*** Provided text ***

Geospatial Analysis: I analyzed zoning data from over 12,000 cities using R and ArcGis.

SnDBot

CURRENTLY BUILDING:
I'm in the process of developing a speech and debate bot that uses AI to transcribe debates and analyze various aspects of speech. It will identify filler words, track stutters and speech flow, and extract data on pitch, vocal variation, and emotional tone. Additionally, the bot will analyze facial expressions and body language, including gestures and posture, providing comprehensive feedback to improve public speaking and debate performance.
Presidential Candidates EmotionsFacial Emotion Recognition
OpenCV Facial Emotion Recognition: So far, I have developed an emotion recognizer that analyzes facial expressions to determine emotional states for the presidential candidates using clips from the most recent presidential debate. Using pre-trained cascade models from OpenCV, I was able to recognize and classify emotions such as happiness, anger, surprise, and more.
TensorFlow Speech-to-Text Transcription: I have also implemented a speech-to-text transcription system that converts audio files into text. This system will be used to transcribe debates and speeches, allowing the bot to analyze the content and provide feedback on speech patterns and content.

The Atlas Land Intiative (ATLI)

CURRENTLY BUILDING:
ATLI is a project I am currently building to help family farmers purchase land by evaluating plot qualities using AI and data analysis. The initiative focuses on developing software that tackles challenges like climate change and farm proximity to markets, empowering farmers to make informed land-buying decisions. It uses a combination of GIS data, soil quality assessments, and environmental factors to evaluate potential land parcels. The analysis focuses on key metrics such as soil fertility, water availability, and proximity to markets, providing farmers with personalized insights into the best land options for their needs.

*** End of Provided text ***

### Assignment 1
Answer these questions from the project descriptions:
(a) How many cities did the zoning data analysis cover, and which tools were used?
(b) What source material did the emotion recognizer use for the presidential candidates?
(c) What key metrics does the ATLI analysis focus on?
### Assignment 2
Reproduce the part of the project descriptions that opens with the words containing "TensorFlow Speech-to-Text Transcription: I" and closes with "Land Intiative (ATLI)", with no changes.
### Assignment 3
Pick up the project descriptions where they stop and keep writing.
The listing below has no connection to the project descriptions.

*** Data ***

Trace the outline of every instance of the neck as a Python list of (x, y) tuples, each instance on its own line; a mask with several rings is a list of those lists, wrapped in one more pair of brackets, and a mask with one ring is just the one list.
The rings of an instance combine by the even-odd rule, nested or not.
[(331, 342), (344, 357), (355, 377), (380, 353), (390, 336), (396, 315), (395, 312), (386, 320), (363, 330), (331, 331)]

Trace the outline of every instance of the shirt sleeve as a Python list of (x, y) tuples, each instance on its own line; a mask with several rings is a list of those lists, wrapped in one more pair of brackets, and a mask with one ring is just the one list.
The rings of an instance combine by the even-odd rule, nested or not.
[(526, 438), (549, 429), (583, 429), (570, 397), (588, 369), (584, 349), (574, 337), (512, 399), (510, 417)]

*** End of Data ***

### Output 1
(a) Over 12,000 cities, analyzed using R and ArcGis.
(b) Clips from the most recent presidential debate.
(c) Soil fertility, water availability, and proximity to markets.

### Output 2
TensorFlow Speech-to-Text Transcription: I have also implemented a speech-to-text transcription system that converts audio files into text. This system will be used to transcribe debates and speeches, allowing the bot to analyze the content and provide feedback on speech patterns and content.

The Atlas Land Intiative (ATLI)

### Output 3
Sample Utility ScoreXGBoost Hyperparemeters Beta 0.1
Random Forest Regression: So far, I have implemented a Random Forest model with customized hyperparameters including n_estimators range of [100-1000], max_depth [4-64], and min_samples_split [2-32], demonstrating understanding of ensemble learning mathematics.
XGBoost Algorithm: Applied gradient boosting with learning rates [0.01-0.3], max_depth [3-10], and gamma regularization [0-0.4], showcasing knowledge of gradient descent optimization and boosting mathematics.
Grid Search Optimization: Used GridSearchCV with 5-fold cross-validation to optimize model parameters, showing understanding of hyperparameter optimization mathematics.
Spatial Join Operations: Implemented complex spatial joins between farm boundaries and soil quality data using GeoPandas, requiring understanding of geometric operations and spatial relationship calculations.
Geospatial Visualization: Created choropleth maps using Folium with customized color gradients and opacity settings, showing proficiency in geospatial data visualization algorithms.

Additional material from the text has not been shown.